◆ PROVIDED DATA
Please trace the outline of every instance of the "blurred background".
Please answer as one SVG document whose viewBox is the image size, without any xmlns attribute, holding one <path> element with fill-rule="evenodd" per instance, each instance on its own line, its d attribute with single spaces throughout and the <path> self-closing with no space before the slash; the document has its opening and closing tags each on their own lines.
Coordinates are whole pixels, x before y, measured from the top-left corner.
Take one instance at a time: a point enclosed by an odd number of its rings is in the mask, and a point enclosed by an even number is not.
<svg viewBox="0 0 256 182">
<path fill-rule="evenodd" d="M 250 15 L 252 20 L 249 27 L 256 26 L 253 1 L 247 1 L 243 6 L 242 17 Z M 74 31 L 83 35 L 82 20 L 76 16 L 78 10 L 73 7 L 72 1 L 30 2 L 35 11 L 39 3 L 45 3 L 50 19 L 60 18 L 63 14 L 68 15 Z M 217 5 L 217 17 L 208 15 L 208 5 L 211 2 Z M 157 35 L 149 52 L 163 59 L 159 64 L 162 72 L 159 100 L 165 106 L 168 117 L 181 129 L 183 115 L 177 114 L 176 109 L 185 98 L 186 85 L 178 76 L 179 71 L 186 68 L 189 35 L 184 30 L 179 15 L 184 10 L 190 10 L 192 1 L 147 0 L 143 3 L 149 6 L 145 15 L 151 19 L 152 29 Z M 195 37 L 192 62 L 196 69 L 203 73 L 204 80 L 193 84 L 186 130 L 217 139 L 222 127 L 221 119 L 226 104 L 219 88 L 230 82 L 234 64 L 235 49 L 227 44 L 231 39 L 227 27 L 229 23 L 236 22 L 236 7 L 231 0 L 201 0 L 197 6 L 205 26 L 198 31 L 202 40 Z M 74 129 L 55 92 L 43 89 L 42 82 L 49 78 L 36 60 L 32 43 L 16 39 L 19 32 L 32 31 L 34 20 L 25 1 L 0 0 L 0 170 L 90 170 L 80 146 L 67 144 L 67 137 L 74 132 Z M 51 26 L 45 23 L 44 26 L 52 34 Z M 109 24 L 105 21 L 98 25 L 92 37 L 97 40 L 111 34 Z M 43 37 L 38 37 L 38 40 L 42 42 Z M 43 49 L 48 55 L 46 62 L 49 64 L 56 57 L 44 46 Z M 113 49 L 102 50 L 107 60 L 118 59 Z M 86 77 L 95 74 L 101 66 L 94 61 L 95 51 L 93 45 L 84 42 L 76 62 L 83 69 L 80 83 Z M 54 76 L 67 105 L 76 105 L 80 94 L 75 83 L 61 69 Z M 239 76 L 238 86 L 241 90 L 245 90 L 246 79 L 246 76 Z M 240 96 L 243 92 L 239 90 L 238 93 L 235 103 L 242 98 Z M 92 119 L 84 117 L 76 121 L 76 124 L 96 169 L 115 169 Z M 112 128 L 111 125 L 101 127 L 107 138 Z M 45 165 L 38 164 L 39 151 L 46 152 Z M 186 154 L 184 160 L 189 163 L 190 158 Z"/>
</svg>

◆ WRITTEN INSTRUCTION
Can you reproduce every row above word for word, changing nothing?

◆ SOLUTION BELOW
Please trace the outline of every instance of the "blurred background".
Please answer as one SVG document whose viewBox is the image size, without any xmlns attribute, holding one <path> element with fill-rule="evenodd" per instance, each instance on its own line, its d attribute with single spaces throughout and the <path> self-closing with no space before the slash; the document has its opening and closing tags each on their own lines.
Coordinates are whole pixels, x before y, measured from the top-left corner.
Take one instance at a time: a point enclosed by an odd number of its rings is in the mask, and a point enclosed by an even number is not.
<svg viewBox="0 0 256 182">
<path fill-rule="evenodd" d="M 250 15 L 252 20 L 249 27 L 256 26 L 253 1 L 247 1 L 243 6 L 242 17 Z M 74 31 L 83 35 L 82 20 L 76 16 L 78 10 L 73 7 L 72 1 L 30 2 L 35 11 L 39 3 L 45 3 L 50 19 L 60 18 L 63 14 L 68 15 Z M 217 5 L 217 17 L 208 15 L 208 5 L 211 2 Z M 157 35 L 149 52 L 163 59 L 159 64 L 162 72 L 159 100 L 165 106 L 168 117 L 181 129 L 183 115 L 177 114 L 176 109 L 185 98 L 186 85 L 178 76 L 179 71 L 186 68 L 189 35 L 184 30 L 179 15 L 184 10 L 190 10 L 192 1 L 147 0 L 143 3 L 149 6 L 145 15 L 151 19 L 152 29 Z M 195 37 L 192 62 L 196 69 L 203 73 L 204 80 L 193 84 L 186 130 L 217 139 L 222 127 L 221 119 L 226 104 L 219 88 L 230 82 L 234 64 L 235 49 L 227 44 L 231 39 L 227 27 L 229 23 L 236 22 L 236 7 L 231 0 L 201 0 L 197 6 L 205 26 L 198 31 L 202 40 Z M 74 129 L 55 92 L 43 89 L 42 82 L 49 78 L 36 60 L 32 43 L 16 39 L 19 32 L 32 31 L 34 20 L 25 1 L 0 0 L 0 170 L 90 170 L 80 146 L 67 144 L 67 137 L 74 132 Z M 51 26 L 45 23 L 44 26 L 52 34 Z M 109 24 L 105 21 L 98 25 L 92 37 L 97 40 L 111 34 Z M 43 37 L 38 37 L 38 40 L 42 42 Z M 43 49 L 48 55 L 46 62 L 49 64 L 56 57 L 44 46 Z M 113 49 L 102 50 L 107 60 L 118 59 Z M 86 77 L 95 74 L 101 66 L 94 61 L 95 51 L 93 45 L 84 42 L 76 62 L 83 69 L 80 83 Z M 54 76 L 67 105 L 76 105 L 80 94 L 75 83 L 61 69 Z M 239 76 L 238 86 L 241 90 L 245 90 L 246 79 L 246 76 Z M 240 96 L 243 92 L 239 90 L 238 93 L 235 103 L 242 98 Z M 92 119 L 84 117 L 76 121 L 76 124 L 96 169 L 115 169 Z M 112 128 L 111 125 L 101 127 L 107 138 Z M 45 165 L 38 164 L 39 151 L 46 152 Z M 186 154 L 184 160 L 189 163 L 190 158 Z"/>
</svg>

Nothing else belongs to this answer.